(Bounding-box records)
::::::::::
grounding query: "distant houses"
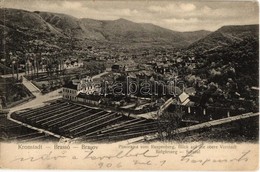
[62,77,101,101]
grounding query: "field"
[12,101,158,141]
[0,78,33,107]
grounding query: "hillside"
[183,25,259,92]
[0,8,209,53]
[189,25,259,50]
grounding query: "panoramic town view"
[0,1,259,143]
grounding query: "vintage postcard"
[0,0,259,171]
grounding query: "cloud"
[163,18,199,24]
[180,3,196,11]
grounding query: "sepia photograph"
[0,0,259,170]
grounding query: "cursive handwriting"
[11,148,159,162]
[11,151,66,162]
[84,148,159,160]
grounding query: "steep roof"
::::::::::
■ Exercise prompt
Rewrite all of the items above as a Markdown table with two columns, Row for the row number and Line for the text of each line. Skip blank lines and omit the pictures.

■ Result of this task
| Row | Line |
|---|---|
| 1 | grounding query: "distant houses" |
| 2 | [62,77,101,101] |
| 3 | grounding query: "field" |
| 4 | [12,101,158,141] |
| 5 | [0,78,33,107] |
| 6 | grounding query: "hillside" |
| 7 | [183,25,259,92] |
| 8 | [0,8,209,53] |
| 9 | [189,25,259,50] |
| 10 | grounding query: "panoramic town view" |
| 11 | [0,1,259,143] |
| 12 | grounding query: "vintage postcard" |
| 13 | [0,0,259,171] |
| 14 | grounding query: "cloud" |
| 15 | [163,18,199,24] |
| 16 | [180,3,196,11] |
| 17 | grounding query: "sepia photograph" |
| 18 | [0,0,259,170] |
| 19 | grounding query: "cursive handwriting" |
| 20 | [11,148,159,162] |
| 21 | [11,151,66,162] |
| 22 | [84,148,159,160] |
| 23 | grounding query: "steep roof" |